RIGHE DA ANALIZZARE:
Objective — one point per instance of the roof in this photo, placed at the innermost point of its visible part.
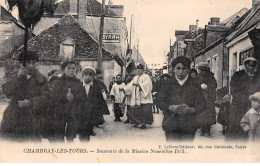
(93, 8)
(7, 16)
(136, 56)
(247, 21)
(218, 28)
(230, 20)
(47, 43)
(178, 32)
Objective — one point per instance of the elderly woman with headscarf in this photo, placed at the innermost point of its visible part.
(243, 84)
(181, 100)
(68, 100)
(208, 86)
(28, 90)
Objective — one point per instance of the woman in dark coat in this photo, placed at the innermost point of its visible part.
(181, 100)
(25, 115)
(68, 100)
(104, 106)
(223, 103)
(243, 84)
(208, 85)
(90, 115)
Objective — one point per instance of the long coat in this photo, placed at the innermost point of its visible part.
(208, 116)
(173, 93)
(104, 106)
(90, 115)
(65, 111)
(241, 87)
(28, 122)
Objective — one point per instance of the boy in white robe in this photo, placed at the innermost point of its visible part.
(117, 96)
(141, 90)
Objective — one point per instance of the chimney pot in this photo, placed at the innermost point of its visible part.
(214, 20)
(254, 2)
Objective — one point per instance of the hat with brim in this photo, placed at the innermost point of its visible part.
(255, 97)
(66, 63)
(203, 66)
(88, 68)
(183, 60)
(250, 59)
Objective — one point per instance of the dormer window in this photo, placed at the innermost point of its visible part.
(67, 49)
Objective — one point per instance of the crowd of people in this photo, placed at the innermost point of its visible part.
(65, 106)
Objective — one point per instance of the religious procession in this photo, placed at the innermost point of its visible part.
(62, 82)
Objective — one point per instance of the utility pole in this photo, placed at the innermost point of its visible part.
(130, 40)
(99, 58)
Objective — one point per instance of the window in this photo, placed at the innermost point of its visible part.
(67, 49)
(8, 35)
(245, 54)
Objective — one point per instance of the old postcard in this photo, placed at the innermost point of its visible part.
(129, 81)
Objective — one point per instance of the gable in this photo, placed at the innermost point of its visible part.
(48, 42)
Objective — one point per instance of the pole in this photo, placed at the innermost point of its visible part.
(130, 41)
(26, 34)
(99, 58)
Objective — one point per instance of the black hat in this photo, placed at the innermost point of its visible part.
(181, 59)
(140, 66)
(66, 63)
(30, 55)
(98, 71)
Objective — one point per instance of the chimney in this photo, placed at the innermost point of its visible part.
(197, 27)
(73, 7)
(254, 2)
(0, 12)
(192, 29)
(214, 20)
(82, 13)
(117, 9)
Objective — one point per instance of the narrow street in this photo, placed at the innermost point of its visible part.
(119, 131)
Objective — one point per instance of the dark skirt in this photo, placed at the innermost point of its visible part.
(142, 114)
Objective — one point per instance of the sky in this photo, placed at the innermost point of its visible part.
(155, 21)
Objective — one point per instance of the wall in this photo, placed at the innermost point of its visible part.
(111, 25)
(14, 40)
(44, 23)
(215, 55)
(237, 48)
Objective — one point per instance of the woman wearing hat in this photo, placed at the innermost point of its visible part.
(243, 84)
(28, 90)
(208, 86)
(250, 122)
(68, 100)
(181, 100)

==

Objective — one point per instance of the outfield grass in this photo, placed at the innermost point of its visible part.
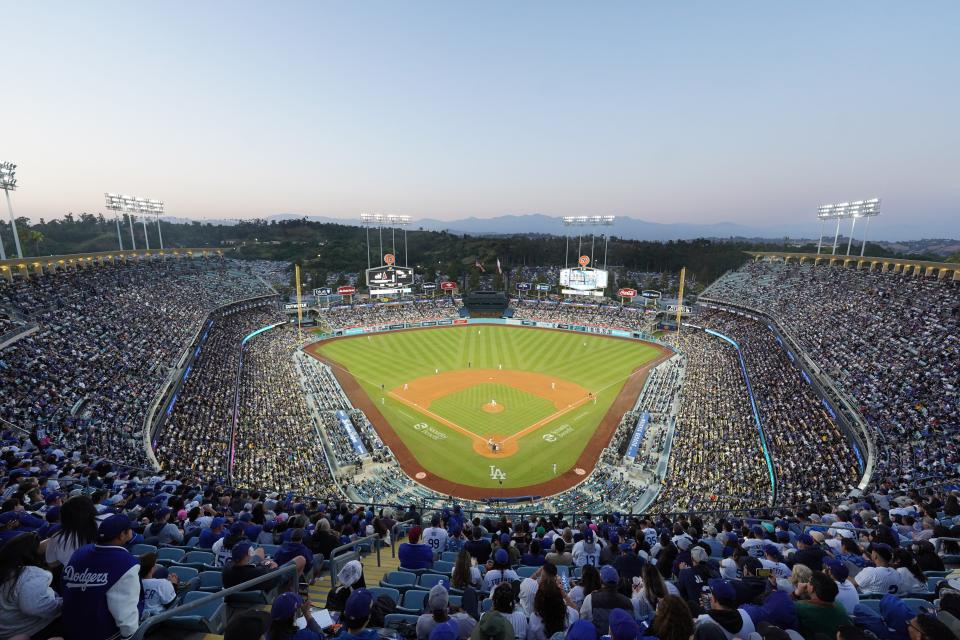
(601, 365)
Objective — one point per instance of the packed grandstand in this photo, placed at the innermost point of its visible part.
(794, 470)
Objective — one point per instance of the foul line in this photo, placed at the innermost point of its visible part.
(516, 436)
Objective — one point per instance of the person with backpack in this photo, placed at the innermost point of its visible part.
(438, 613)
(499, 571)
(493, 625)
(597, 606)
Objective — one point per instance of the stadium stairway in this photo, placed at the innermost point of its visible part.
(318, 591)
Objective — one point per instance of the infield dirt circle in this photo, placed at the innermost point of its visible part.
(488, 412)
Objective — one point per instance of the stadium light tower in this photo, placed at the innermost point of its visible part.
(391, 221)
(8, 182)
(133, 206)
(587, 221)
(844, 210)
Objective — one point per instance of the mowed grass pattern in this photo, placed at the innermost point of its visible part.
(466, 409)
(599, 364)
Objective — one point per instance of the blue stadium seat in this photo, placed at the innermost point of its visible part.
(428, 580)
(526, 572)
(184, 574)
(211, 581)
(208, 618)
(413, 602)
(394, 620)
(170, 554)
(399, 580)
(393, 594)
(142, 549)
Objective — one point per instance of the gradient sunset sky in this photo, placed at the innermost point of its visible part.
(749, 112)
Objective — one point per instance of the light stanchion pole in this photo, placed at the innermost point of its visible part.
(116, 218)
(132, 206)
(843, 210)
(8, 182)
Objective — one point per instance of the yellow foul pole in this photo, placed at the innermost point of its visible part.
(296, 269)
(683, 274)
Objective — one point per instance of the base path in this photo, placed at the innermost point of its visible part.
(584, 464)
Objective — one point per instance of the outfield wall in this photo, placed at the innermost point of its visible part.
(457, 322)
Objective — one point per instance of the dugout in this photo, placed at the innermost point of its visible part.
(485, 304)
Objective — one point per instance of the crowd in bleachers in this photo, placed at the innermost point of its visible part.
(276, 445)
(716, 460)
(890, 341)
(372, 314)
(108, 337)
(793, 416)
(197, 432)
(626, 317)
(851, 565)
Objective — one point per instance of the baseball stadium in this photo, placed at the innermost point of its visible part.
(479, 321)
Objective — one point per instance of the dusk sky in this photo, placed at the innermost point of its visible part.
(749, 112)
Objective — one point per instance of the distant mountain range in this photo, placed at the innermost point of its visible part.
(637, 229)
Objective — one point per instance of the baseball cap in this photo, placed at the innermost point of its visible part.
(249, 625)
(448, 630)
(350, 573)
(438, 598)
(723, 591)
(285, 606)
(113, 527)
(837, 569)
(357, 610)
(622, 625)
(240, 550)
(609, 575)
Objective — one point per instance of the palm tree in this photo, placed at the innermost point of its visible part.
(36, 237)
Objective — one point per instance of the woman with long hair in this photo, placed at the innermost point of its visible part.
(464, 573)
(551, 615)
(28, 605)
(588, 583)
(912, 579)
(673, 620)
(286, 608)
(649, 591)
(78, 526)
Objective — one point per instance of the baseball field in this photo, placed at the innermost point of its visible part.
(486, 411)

...

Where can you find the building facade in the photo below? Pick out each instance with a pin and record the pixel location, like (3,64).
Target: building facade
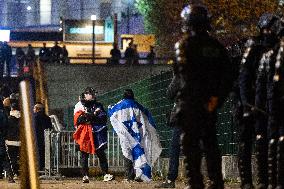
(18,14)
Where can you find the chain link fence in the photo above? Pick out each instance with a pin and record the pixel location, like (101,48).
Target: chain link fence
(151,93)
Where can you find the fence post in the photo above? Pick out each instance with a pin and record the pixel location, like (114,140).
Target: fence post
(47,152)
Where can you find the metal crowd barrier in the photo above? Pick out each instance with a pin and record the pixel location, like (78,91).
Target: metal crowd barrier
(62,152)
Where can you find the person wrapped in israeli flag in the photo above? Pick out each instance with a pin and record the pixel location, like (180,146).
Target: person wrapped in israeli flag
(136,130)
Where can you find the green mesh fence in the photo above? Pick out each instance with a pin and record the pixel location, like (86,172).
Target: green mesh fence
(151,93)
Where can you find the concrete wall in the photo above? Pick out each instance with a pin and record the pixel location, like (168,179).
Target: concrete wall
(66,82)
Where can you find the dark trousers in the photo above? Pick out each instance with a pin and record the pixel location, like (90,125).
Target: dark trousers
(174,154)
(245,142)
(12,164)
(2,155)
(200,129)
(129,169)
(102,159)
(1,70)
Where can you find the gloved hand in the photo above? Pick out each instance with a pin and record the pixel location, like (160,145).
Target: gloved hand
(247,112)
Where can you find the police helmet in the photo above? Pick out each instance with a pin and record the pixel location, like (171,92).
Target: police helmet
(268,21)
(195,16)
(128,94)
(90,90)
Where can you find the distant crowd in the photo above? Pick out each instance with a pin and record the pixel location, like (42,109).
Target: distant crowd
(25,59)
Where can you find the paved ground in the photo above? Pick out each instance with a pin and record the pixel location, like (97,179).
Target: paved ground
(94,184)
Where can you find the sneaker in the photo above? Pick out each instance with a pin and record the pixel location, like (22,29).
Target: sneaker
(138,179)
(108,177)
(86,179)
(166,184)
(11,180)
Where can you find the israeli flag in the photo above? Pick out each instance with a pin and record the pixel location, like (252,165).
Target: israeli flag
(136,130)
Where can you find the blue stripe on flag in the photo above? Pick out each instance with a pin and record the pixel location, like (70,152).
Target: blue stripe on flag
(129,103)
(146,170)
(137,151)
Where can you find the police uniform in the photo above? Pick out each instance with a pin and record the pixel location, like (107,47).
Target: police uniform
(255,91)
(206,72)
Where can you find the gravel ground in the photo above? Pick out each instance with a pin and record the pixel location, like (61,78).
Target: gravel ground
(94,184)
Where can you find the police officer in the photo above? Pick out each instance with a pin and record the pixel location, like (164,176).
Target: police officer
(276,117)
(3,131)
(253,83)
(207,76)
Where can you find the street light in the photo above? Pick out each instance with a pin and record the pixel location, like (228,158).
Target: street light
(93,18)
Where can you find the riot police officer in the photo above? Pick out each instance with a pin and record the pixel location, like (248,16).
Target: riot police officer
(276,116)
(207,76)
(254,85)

ISTRUZIONI: Individua tutte le righe qui sopra in cui compare la stringa "metal" e ricopiale. Maiuscole e minuscole contano.

SOLUZIONE:
Where can you find the metal crowd barrier in the photo above? Pick out each instance with a pin and record the pixel location, like (78,91).
Target: metal crowd barrier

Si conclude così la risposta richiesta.